**What you should do**
Please retype the listing from the line with "of the reflection" to the line with "Phrase: reflection on floor", both included, without changing anything.

**Dataset entries**
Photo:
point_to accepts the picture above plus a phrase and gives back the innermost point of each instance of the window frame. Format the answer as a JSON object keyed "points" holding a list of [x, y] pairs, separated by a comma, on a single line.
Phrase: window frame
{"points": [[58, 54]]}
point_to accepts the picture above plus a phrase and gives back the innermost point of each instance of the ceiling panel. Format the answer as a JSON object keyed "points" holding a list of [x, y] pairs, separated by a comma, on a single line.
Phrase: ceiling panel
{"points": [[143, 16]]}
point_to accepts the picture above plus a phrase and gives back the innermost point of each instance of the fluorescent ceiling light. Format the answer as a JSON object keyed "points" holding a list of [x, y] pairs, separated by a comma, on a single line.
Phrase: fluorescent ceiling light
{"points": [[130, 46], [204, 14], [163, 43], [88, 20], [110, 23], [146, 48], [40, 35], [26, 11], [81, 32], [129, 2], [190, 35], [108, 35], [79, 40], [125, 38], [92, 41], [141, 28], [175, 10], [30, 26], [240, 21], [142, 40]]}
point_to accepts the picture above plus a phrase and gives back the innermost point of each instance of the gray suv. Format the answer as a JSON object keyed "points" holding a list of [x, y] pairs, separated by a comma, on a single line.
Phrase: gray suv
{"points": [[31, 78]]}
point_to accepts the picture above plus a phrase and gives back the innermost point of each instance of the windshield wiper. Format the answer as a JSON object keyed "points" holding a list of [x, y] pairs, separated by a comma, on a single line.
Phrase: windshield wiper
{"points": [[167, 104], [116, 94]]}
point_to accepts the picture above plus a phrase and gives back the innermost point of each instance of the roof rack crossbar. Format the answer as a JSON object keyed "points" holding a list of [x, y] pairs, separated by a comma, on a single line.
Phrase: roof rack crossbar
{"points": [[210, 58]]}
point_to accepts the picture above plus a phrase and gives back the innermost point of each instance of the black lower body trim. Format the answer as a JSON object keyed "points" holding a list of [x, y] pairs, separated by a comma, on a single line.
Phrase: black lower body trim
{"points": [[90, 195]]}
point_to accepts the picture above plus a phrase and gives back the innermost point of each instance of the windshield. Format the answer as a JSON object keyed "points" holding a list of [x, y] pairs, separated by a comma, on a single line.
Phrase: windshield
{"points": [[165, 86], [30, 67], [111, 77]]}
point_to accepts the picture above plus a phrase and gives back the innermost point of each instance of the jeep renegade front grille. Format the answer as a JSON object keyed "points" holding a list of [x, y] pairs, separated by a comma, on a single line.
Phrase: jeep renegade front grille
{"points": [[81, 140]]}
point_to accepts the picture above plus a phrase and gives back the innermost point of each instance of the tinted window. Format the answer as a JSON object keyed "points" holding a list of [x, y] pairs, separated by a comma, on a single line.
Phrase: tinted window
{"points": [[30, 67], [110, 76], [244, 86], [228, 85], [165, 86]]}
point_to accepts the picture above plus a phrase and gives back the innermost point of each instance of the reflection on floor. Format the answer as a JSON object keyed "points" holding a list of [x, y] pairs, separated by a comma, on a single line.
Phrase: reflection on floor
* * *
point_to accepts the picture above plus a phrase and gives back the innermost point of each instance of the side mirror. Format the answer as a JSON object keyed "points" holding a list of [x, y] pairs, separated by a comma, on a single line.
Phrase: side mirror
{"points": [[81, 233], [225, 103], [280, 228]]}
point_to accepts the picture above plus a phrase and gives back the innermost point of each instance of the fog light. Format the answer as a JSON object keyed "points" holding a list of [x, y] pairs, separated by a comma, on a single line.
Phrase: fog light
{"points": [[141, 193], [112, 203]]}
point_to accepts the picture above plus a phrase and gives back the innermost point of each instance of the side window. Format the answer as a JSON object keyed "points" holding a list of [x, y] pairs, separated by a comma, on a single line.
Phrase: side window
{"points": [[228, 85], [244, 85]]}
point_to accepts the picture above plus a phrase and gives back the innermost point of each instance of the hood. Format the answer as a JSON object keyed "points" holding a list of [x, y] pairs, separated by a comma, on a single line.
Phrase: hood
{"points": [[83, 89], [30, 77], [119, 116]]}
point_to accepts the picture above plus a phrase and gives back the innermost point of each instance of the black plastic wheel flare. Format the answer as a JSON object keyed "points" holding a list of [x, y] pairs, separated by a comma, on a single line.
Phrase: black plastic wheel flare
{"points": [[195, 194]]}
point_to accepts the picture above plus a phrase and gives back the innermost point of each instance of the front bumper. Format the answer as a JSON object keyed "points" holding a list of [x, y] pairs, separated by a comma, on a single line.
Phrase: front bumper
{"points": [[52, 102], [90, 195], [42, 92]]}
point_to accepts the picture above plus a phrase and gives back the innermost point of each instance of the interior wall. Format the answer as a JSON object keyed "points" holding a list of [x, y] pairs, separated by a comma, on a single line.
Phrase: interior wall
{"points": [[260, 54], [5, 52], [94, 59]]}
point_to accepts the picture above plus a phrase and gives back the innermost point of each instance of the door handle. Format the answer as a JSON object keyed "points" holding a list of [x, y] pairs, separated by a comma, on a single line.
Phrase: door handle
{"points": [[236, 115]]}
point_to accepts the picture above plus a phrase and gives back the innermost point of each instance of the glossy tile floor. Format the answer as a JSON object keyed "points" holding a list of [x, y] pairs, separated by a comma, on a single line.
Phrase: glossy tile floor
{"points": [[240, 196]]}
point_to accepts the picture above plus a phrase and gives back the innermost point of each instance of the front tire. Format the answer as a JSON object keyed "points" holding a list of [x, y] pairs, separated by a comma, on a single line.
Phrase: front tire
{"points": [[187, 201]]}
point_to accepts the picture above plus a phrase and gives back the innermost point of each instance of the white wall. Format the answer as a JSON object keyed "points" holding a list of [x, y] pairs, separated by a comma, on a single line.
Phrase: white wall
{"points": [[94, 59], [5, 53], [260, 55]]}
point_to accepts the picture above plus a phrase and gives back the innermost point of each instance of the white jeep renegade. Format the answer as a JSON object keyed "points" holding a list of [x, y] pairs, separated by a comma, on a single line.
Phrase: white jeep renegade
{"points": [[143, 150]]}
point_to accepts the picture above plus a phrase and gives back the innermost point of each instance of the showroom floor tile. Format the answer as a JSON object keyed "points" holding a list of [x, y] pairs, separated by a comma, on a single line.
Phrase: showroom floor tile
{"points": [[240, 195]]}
---
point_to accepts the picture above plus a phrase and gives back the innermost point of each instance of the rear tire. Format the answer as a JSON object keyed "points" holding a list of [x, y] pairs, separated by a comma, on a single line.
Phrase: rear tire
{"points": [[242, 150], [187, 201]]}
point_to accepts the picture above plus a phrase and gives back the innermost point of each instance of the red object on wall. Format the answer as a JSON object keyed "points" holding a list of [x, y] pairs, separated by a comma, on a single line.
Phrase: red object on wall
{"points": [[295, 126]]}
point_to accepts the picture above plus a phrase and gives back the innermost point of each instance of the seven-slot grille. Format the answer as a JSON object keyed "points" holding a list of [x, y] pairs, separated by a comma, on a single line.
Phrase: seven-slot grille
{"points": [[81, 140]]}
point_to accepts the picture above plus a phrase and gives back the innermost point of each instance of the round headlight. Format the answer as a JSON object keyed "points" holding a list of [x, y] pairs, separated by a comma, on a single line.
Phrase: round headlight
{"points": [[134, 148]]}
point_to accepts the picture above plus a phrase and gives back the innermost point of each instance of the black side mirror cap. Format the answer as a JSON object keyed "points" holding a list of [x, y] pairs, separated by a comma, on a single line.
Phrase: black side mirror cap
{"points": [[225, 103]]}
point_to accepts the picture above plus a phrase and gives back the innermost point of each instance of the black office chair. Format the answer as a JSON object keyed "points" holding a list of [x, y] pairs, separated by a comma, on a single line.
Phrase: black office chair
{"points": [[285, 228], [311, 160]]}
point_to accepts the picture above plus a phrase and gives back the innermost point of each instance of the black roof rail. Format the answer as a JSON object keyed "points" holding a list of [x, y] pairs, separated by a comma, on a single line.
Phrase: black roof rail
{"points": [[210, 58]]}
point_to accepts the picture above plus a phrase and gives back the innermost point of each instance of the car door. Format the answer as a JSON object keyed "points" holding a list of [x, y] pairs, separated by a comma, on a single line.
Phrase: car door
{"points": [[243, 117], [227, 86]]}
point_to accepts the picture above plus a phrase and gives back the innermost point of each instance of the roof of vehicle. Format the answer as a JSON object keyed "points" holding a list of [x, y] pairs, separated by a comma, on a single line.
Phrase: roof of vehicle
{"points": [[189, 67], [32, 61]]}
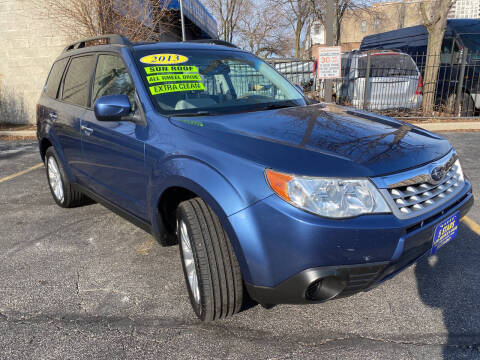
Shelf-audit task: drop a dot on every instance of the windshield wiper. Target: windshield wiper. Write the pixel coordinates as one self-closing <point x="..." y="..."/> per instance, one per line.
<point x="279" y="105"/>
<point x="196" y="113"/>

**Result below**
point_to accepts the picture above plus a phrase and gives back the innermost point of each instance of the reflection on floor. Format the answer as a JSON object keyed "points" holding a list of [x, y] pairs, separated by a comma, on a single line.
Phrase: reflection on floor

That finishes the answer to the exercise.